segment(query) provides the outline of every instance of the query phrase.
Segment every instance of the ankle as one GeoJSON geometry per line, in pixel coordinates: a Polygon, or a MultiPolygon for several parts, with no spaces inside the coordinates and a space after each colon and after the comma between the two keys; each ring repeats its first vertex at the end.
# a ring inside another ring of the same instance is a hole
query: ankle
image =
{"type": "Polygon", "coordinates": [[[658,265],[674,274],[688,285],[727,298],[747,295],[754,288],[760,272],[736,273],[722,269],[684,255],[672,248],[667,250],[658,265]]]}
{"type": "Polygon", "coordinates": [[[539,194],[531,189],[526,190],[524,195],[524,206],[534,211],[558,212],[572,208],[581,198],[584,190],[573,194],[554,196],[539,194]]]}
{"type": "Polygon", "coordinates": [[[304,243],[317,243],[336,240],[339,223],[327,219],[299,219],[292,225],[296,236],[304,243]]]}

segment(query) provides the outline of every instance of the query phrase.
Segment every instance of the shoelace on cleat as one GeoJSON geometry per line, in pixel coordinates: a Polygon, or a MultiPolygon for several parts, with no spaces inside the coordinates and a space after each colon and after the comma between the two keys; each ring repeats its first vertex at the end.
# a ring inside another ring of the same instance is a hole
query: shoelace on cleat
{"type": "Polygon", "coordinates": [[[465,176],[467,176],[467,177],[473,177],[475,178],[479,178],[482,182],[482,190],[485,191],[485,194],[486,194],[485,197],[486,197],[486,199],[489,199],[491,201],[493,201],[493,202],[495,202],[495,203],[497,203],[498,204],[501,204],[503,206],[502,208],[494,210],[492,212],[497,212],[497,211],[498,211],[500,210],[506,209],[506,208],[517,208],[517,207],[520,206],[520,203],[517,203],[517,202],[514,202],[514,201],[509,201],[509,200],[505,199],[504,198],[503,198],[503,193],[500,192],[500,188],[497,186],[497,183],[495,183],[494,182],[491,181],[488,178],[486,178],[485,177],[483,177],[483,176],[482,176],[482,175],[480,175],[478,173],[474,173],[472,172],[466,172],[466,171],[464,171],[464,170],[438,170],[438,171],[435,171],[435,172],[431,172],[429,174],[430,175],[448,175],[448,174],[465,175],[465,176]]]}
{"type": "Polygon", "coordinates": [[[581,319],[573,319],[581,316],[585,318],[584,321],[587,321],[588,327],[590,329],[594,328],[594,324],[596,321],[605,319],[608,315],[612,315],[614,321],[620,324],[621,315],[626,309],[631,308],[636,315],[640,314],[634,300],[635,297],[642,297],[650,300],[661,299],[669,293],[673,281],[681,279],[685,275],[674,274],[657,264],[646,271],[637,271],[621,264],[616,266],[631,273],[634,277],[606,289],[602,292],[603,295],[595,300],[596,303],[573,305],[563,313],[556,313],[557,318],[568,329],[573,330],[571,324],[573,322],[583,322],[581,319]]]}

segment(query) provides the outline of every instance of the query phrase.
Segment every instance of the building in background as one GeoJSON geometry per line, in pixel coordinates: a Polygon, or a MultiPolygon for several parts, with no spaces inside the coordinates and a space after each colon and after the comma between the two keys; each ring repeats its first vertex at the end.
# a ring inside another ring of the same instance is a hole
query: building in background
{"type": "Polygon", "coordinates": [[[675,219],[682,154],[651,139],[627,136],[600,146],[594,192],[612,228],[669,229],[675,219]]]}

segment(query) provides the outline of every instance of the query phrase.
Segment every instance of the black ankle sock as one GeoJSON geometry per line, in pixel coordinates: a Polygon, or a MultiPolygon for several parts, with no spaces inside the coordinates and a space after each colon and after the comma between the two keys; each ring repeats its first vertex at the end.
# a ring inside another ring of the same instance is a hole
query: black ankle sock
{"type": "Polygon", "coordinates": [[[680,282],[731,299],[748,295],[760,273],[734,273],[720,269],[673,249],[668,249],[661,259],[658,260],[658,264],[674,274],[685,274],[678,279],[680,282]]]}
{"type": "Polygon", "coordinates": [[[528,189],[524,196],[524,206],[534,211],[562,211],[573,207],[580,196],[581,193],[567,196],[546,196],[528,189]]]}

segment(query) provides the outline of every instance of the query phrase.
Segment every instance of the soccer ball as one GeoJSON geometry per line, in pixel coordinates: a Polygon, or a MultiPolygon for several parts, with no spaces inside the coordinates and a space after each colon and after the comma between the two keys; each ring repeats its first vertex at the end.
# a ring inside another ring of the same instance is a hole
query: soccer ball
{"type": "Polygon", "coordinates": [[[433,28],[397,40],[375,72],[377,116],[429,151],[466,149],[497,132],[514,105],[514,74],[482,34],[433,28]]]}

=====

## Stated problem
Count the lines of the records that contain the word "several", matching case exactly, and give only the number.

## Answer to this problem
5